Express the records below as a two-column CSV with the header text,answer. Give one row per record, with its text in the first column and its answer in the second. Put each field in double quotes and replace line breaks with spaces. Include every record and leave out the pictures.

Material for the task -

* * * *

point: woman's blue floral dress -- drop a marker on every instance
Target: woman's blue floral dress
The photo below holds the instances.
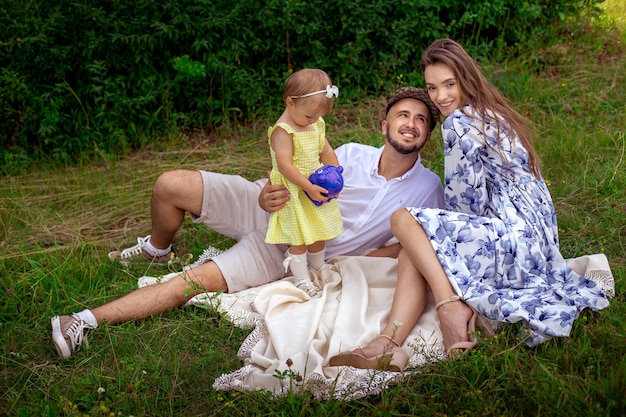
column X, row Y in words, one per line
column 498, row 240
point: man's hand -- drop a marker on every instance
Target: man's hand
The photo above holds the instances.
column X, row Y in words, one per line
column 273, row 197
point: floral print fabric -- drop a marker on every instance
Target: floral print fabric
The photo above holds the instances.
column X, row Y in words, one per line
column 497, row 241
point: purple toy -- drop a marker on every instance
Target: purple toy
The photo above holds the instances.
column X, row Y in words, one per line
column 328, row 177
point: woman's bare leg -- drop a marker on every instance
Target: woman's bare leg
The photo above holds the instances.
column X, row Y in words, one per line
column 174, row 193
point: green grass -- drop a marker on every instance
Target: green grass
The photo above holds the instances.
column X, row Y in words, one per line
column 56, row 227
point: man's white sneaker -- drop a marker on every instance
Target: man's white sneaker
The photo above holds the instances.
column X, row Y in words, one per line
column 68, row 333
column 138, row 252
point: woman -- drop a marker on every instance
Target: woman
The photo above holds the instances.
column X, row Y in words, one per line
column 495, row 250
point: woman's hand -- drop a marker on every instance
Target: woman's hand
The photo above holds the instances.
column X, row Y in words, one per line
column 273, row 197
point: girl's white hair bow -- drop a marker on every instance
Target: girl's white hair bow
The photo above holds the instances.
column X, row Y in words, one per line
column 331, row 90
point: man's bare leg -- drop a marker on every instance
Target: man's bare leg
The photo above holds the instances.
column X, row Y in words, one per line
column 174, row 193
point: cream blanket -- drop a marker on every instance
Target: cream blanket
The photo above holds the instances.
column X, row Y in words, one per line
column 293, row 336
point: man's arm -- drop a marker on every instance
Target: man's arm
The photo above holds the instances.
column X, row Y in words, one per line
column 273, row 197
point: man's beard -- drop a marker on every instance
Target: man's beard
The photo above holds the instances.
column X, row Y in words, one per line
column 404, row 149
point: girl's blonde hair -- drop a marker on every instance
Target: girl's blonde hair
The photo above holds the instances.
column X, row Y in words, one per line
column 480, row 93
column 306, row 81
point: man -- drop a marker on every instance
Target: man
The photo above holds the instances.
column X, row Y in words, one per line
column 377, row 181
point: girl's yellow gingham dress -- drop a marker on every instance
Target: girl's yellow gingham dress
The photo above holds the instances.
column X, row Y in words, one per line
column 301, row 222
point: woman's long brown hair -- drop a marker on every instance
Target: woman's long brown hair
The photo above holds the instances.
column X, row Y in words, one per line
column 480, row 93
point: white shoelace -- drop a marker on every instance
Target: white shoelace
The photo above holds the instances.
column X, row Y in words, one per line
column 134, row 250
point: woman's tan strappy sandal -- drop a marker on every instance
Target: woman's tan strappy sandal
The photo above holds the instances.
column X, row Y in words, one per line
column 465, row 346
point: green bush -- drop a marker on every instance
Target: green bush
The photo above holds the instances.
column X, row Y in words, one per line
column 82, row 78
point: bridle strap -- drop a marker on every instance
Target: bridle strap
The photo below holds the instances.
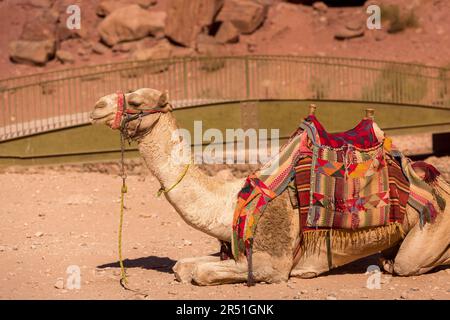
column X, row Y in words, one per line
column 125, row 115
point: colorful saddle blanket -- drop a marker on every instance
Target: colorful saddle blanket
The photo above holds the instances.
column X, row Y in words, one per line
column 351, row 180
column 353, row 213
column 349, row 177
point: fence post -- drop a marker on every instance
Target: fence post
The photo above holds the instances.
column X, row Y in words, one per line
column 247, row 78
column 185, row 76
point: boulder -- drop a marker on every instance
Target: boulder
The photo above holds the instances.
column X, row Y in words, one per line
column 246, row 15
column 344, row 33
column 99, row 48
column 188, row 18
column 208, row 46
column 32, row 52
column 320, row 7
column 65, row 56
column 131, row 23
column 40, row 3
column 161, row 50
column 104, row 8
column 227, row 33
column 43, row 27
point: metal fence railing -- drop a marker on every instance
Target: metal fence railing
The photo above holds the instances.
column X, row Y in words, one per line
column 57, row 99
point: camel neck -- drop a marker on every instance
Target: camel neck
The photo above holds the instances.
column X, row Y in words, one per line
column 203, row 202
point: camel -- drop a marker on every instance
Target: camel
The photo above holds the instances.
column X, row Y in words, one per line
column 207, row 204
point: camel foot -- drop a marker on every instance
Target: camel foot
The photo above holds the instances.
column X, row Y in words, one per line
column 222, row 272
column 304, row 274
column 184, row 268
column 387, row 264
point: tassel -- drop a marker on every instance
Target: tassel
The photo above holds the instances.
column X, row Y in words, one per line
column 439, row 199
column 250, row 278
column 431, row 173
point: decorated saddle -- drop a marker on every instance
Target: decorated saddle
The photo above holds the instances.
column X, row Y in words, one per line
column 350, row 180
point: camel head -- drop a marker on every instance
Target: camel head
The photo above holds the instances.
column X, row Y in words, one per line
column 148, row 101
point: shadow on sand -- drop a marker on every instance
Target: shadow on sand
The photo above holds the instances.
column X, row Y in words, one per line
column 161, row 264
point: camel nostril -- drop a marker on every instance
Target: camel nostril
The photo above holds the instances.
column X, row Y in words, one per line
column 100, row 104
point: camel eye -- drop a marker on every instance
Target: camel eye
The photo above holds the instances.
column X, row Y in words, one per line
column 135, row 100
column 101, row 104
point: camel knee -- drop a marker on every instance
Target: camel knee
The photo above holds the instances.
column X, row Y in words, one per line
column 184, row 268
column 405, row 269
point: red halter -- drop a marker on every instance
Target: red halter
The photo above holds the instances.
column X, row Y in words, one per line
column 125, row 115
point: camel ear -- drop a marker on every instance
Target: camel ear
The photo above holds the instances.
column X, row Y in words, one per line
column 163, row 99
column 135, row 99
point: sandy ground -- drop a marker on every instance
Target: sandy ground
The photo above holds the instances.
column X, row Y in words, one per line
column 53, row 219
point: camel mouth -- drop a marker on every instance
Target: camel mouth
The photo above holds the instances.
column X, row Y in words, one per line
column 98, row 118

* * * *

Finished answer -
text,answer
"point: woman's blue floral dress -- drop a marker on every instance Target: woman's blue floral dress The photo below holds the instances. column X, row Y in words, one per line","column 498, row 240"
"point: man's hand -- drop a marker on every instance Target: man's hand The photo above holds the instances. column X, row Y in words, one per line","column 273, row 197"
"point: floral print fabric -- drop a marker on every instance Target: floral print fabric The photo above holds the instances. column X, row Y in words, one per line","column 497, row 241"
"point: purple toy -- drop a marker on every instance Target: purple toy The photo above holds the instances. column X, row Y in words, one per line","column 328, row 177"
"point: woman's bare leg -- drop a marker on every instance Target: woman's bare leg The photo above holds the instances. column X, row Y in words, one per line","column 174, row 193"
"point: green grass -- drop a marker on every instance Target: green grass The photo above holds the instances. column X, row Y in words, one per line","column 56, row 227"
"point: man's white sneaker -- drop a marker on every instance Target: man's white sneaker The photo above holds the instances. column X, row Y in words, one per line","column 68, row 333 column 138, row 252"
"point: woman -- drop a marker on every instance Target: woman The photo above holds the instances. column X, row Y in words, one per line","column 495, row 250"
"point: woman's hand -- drop a marker on every instance Target: woman's hand The photo above holds the instances. column X, row Y in words, one per line","column 273, row 197"
"point: girl's white hair bow -- drop a marker on every instance Target: girl's white hair bow The photo above holds the instances. column X, row Y in words, one per line","column 331, row 90"
"point: man's bare leg -- drop a marker on every instance Target: man's bare leg The photo above holds the instances. column X, row Y in words, one per line","column 174, row 193"
"point: cream blanket -- drop a marker on every instance Target: cream blanket The photo above holds the instances. column X, row Y in words, one per line","column 293, row 336"
"point: man's arm -- drop a marker on every instance Target: man's arm The photo above holds the instances. column X, row Y in words, one per line","column 273, row 197"
"point: man's beard -- drop a marker on every instance Target: man's beard The photo above holds the instances. column X, row Y in words, one per line","column 404, row 149"
"point: girl's blonde hair -- drop a marker on every instance Target: girl's blonde hair The photo above holds the instances. column X, row Y in words, one per line","column 480, row 93 column 306, row 81"
"point: man -- drop a marker on every instance Target: man The photo above holds the instances. column X, row Y in words, one per line","column 377, row 181"
"point: girl's yellow gingham dress -- drop a marker on every instance Target: girl's yellow gingham dress The photo above holds the instances. column X, row Y in words, one per line","column 301, row 222"
"point: woman's long brown hair -- drop a marker on every instance Target: woman's long brown hair The photo above holds the instances. column X, row Y in words, one per line","column 480, row 93"
"point: white shoelace -- drop a marker on every instance Target: white shoelace The photo above holds the instances. column X, row Y in words, one per line","column 134, row 250"
"point: woman's tan strappy sandal -- drop a marker on every instance Target: woman's tan strappy sandal The photo above holds the instances. column X, row Y in words, one per line","column 465, row 346"
"point: green bush -- drop a marker on every instance Target: green bush The photo above holds the instances. column X, row Y in words, one per line","column 82, row 78"
"point: bridle strap -- drop a marker on every instance Target: bridle strap The photo below holds the instances. column X, row Y in words, one per line","column 125, row 115"
"point: colorful saddle blanket -- drop a marker on every instance Target: colorful saddle blanket The photo above holds the instances. column X, row Y in words, one per line","column 351, row 180 column 353, row 213 column 349, row 177"
"point: fence post -- drop a marker on every instance Target: fence post The photo above holds the instances. column X, row Y in words, one per line","column 247, row 78 column 185, row 76"
"point: boulder -- drop a marker on every instance Target: boulder The photo above holds the instances. column X, row Y in words, one per line","column 246, row 15 column 344, row 33 column 99, row 48 column 188, row 18 column 208, row 46 column 32, row 52 column 320, row 7 column 65, row 56 column 131, row 23 column 40, row 3 column 161, row 50 column 104, row 8 column 227, row 33 column 43, row 27"
"point: metal fence railing -- drop a marker on every instance Target: metal fence railing The photo above holds the instances. column X, row Y in words, one per line","column 57, row 99"
"point: camel neck -- drop a marker on every instance Target: camel neck The photo above holds the instances. column X, row Y in words, one per line","column 203, row 202"
"point: camel -- drop a marker on every instance Target: camel The photo above holds the instances. column X, row Y in words, one per line","column 207, row 204"
"point: camel foot -- drop a marker on every instance Target: camel foot The photo above holds the instances. column X, row Y in words, one per line","column 222, row 272 column 304, row 274 column 184, row 268 column 387, row 264"
"point: tassel -- drop a marker on every instance Target: tassel The photo above holds the instances. column X, row Y in words, one per line","column 439, row 199 column 250, row 278 column 431, row 173"
"point: decorated saddle -- drop a marker on every instance Target: decorated saddle The photo above holds the instances. column X, row Y in words, one per line","column 350, row 180"
"point: camel head -- drop a marker on every instance Target: camel head The photo above holds the instances. column X, row Y in words, one per line","column 148, row 101"
"point: shadow on sand -- drop a marker on every instance Target: shadow on sand The photo above holds the instances. column X, row Y in words, one per line","column 161, row 264"
"point: camel nostril -- drop a marker on every instance Target: camel nostril The photo above holds the instances. column X, row Y in words, one per line","column 100, row 104"
"point: camel eye -- drop a marker on every instance Target: camel eye The photo above holds the instances. column X, row Y in words, one per line","column 135, row 100 column 101, row 104"
"point: camel knee -- drop a marker on every instance Target: camel knee The photo above holds the instances. column X, row Y in words, one per line","column 184, row 268 column 405, row 269"
"point: red halter -- drop a marker on every instance Target: red halter The photo above holds the instances. column X, row Y in words, one per line","column 125, row 115"
"point: camel ear -- drop a marker on every instance Target: camel ear The photo above holds the instances. column X, row Y in words, one per line","column 163, row 99 column 135, row 99"
"point: sandy ground -- drop a marker on every instance Target: sandy ground The photo above holds the instances. column X, row Y in words, one per line","column 53, row 219"
"point: camel mouth -- drop a marker on every instance Target: camel mouth The photo above holds the instances. column X, row Y in words, one per line","column 98, row 118"